# PROVIDED RECORDS
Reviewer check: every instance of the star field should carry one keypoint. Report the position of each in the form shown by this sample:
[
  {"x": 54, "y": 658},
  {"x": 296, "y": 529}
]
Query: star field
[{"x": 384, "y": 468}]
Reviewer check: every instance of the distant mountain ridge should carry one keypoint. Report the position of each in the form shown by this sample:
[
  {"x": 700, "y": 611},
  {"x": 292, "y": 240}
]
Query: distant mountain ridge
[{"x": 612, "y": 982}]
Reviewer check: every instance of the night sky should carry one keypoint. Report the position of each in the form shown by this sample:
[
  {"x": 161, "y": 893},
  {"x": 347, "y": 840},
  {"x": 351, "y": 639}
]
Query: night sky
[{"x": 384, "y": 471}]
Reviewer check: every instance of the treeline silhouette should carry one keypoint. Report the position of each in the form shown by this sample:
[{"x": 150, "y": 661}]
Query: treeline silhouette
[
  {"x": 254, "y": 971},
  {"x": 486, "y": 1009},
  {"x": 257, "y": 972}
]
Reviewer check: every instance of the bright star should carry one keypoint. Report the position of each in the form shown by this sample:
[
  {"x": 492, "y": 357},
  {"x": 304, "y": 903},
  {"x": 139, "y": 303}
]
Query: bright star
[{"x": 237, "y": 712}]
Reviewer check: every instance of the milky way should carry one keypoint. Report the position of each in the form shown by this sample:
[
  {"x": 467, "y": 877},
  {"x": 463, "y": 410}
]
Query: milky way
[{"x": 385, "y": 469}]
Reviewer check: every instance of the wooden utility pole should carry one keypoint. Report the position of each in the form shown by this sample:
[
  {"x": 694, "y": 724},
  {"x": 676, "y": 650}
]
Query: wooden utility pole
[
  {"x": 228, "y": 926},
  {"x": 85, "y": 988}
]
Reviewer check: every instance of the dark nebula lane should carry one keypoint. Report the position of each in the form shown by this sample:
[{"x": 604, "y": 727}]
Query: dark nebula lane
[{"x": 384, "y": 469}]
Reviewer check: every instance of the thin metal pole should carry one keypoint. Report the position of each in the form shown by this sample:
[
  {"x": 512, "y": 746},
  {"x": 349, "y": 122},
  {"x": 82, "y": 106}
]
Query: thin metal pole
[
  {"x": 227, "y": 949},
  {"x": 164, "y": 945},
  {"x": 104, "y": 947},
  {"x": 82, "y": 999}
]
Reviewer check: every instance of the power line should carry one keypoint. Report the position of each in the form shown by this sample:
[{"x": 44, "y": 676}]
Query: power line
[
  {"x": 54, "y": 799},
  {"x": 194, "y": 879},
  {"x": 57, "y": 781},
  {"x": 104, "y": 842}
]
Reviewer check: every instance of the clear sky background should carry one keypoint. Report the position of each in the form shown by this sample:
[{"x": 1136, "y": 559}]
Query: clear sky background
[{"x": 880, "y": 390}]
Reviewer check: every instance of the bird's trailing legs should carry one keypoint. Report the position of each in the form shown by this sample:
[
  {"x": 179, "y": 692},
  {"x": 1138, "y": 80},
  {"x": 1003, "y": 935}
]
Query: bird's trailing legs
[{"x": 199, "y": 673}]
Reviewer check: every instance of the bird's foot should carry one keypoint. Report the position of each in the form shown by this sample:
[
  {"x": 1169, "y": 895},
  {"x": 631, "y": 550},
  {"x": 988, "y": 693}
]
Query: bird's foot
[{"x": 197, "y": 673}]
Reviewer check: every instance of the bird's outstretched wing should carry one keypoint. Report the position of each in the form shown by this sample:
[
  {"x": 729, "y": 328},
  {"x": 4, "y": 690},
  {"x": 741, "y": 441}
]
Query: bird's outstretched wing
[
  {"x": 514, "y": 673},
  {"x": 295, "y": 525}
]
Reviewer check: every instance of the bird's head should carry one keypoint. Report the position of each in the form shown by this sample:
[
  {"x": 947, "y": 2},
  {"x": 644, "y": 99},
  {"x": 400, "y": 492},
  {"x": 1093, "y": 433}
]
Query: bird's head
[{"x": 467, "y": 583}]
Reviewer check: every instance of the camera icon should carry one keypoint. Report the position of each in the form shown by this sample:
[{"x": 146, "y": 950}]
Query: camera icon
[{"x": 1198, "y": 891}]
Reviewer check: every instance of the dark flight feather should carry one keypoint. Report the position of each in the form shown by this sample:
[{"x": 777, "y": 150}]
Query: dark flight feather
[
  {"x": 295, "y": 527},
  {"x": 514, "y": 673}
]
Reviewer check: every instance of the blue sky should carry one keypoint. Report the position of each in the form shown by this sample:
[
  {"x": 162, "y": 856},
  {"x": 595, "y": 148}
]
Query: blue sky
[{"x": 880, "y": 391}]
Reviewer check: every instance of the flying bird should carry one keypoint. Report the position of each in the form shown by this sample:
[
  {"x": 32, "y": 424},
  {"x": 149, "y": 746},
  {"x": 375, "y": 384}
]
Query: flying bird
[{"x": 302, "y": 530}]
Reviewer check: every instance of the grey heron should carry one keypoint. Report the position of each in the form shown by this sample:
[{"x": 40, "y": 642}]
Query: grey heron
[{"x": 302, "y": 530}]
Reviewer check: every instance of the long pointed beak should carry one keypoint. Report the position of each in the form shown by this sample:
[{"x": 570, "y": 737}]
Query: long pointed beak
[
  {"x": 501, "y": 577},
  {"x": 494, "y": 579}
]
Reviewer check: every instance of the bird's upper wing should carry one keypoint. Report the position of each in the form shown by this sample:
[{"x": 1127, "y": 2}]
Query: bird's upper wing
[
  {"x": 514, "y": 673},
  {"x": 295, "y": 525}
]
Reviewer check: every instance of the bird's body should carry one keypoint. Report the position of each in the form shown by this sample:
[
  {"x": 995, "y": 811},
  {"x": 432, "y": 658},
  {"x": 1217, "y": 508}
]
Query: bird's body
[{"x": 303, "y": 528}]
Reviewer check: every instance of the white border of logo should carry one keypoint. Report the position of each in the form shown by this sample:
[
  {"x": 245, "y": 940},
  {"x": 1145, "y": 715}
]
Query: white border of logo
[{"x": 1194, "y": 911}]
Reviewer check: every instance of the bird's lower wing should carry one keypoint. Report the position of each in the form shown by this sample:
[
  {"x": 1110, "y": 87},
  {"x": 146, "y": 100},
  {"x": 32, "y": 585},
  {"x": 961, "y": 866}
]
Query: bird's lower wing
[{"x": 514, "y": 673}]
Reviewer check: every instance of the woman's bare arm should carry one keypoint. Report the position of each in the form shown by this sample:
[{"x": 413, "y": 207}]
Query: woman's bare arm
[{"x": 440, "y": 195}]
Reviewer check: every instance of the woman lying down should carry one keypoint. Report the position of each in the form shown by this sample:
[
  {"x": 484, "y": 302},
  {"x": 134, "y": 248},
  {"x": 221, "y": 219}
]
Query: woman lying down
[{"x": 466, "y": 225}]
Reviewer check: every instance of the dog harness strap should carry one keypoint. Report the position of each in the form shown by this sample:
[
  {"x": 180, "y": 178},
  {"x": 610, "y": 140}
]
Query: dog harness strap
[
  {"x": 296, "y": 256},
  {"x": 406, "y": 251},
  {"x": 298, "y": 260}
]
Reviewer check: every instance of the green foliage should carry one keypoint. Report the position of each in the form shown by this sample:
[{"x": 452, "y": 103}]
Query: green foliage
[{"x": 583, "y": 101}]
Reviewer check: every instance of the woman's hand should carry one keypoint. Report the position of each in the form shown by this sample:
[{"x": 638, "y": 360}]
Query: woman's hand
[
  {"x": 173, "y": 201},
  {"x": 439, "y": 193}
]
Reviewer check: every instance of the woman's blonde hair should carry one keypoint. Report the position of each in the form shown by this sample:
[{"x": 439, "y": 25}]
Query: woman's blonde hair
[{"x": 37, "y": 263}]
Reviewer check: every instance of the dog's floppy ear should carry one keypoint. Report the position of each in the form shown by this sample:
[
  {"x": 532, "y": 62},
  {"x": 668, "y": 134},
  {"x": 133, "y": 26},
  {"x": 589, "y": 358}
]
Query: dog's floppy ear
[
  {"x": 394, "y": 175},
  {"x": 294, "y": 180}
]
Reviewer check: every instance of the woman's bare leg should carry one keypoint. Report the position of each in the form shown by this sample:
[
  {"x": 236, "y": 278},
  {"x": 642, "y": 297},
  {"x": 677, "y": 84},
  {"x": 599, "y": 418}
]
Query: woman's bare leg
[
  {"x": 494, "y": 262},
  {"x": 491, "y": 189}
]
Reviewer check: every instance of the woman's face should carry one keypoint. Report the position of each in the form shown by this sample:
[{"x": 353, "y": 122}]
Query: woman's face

# THE TASK
Quote only the lines from the line containing "Reviewer check: every instance of the woman's bare leg" through the end of the entries, keeping the first and the last.

# REPLY TO THE EXERCISE
Reviewer check: every instance of the woman's bare leg should carry one keypoint. Report the position of each in the form shown by this sample:
[
  {"x": 236, "y": 278},
  {"x": 642, "y": 297},
  {"x": 677, "y": 84},
  {"x": 599, "y": 418}
]
Query: woman's bare leg
[
  {"x": 494, "y": 262},
  {"x": 491, "y": 189}
]
Reviewer check: every instance of the woman's face should carry one keypoint. Report the position of each in the form shown by this sample:
[{"x": 353, "y": 122}]
Query: woman's face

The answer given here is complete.